Begin with the line holding "wave above? Mark it with a dot.", then print every line after it through the end of the data, exactly and with nothing added.

The input.
+ + +

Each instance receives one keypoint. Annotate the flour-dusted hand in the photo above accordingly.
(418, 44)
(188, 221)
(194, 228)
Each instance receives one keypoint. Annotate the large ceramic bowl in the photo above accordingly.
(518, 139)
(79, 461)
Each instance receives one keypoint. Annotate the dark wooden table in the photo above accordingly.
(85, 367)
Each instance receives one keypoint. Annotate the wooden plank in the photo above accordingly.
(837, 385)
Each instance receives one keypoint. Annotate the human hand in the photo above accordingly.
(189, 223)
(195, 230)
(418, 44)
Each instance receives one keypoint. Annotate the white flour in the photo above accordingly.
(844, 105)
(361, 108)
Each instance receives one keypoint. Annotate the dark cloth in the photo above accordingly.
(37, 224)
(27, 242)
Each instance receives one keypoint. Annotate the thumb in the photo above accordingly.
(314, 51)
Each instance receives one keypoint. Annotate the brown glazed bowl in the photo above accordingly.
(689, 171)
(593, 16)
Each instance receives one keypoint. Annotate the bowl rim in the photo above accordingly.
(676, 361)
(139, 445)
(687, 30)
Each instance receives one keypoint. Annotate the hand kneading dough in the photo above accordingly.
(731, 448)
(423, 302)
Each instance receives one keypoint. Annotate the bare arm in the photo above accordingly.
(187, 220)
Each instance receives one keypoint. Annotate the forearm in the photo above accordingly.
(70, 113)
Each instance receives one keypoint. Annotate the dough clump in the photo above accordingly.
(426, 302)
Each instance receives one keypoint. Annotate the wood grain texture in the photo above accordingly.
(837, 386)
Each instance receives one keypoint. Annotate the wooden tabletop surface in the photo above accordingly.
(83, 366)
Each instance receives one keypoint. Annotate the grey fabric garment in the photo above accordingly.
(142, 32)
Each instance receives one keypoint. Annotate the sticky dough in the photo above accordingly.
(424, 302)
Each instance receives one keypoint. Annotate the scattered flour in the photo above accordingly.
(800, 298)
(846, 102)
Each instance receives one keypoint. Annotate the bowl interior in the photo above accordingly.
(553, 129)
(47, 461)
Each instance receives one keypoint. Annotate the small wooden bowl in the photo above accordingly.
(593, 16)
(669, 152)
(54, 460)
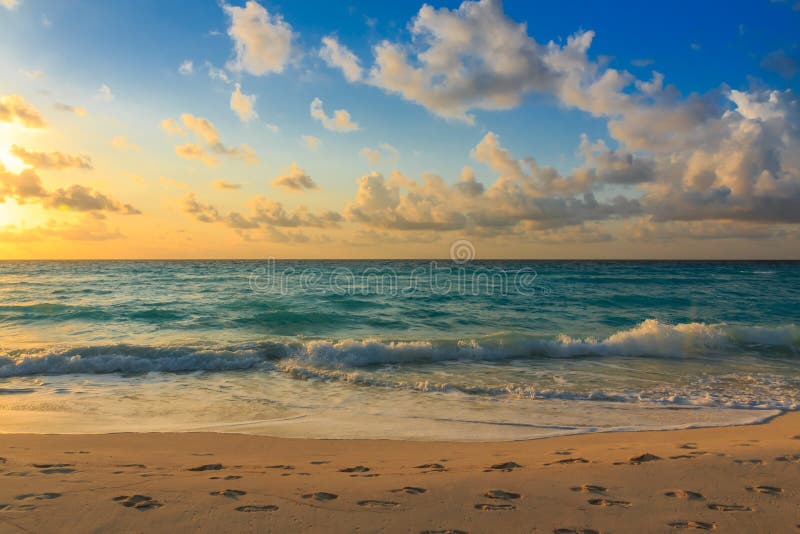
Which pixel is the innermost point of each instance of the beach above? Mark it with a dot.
(740, 478)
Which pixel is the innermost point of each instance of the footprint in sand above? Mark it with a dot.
(431, 468)
(321, 496)
(685, 494)
(257, 508)
(729, 507)
(231, 494)
(494, 507)
(411, 490)
(769, 490)
(609, 502)
(142, 503)
(57, 471)
(356, 469)
(699, 525)
(378, 504)
(38, 496)
(646, 457)
(505, 467)
(569, 461)
(500, 494)
(207, 467)
(588, 488)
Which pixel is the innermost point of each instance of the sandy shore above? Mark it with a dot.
(735, 479)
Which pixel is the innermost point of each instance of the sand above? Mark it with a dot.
(733, 479)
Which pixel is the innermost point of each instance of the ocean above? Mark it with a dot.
(422, 350)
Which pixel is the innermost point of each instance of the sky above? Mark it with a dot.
(395, 129)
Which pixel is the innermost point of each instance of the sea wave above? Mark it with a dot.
(650, 338)
(763, 392)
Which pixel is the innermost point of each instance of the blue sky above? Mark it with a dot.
(136, 48)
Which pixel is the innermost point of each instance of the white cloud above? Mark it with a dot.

+ + +

Written answer.
Which pixel is the innermost point of each instance of the sea wave above? Mark it with a dot.
(650, 338)
(763, 392)
Which pixel is the innermost point of each instance of the blue sky above? Mark it with a dot.
(136, 48)
Which pixel is the innermost point of each instance of the white cloud above? Mark it with a dot.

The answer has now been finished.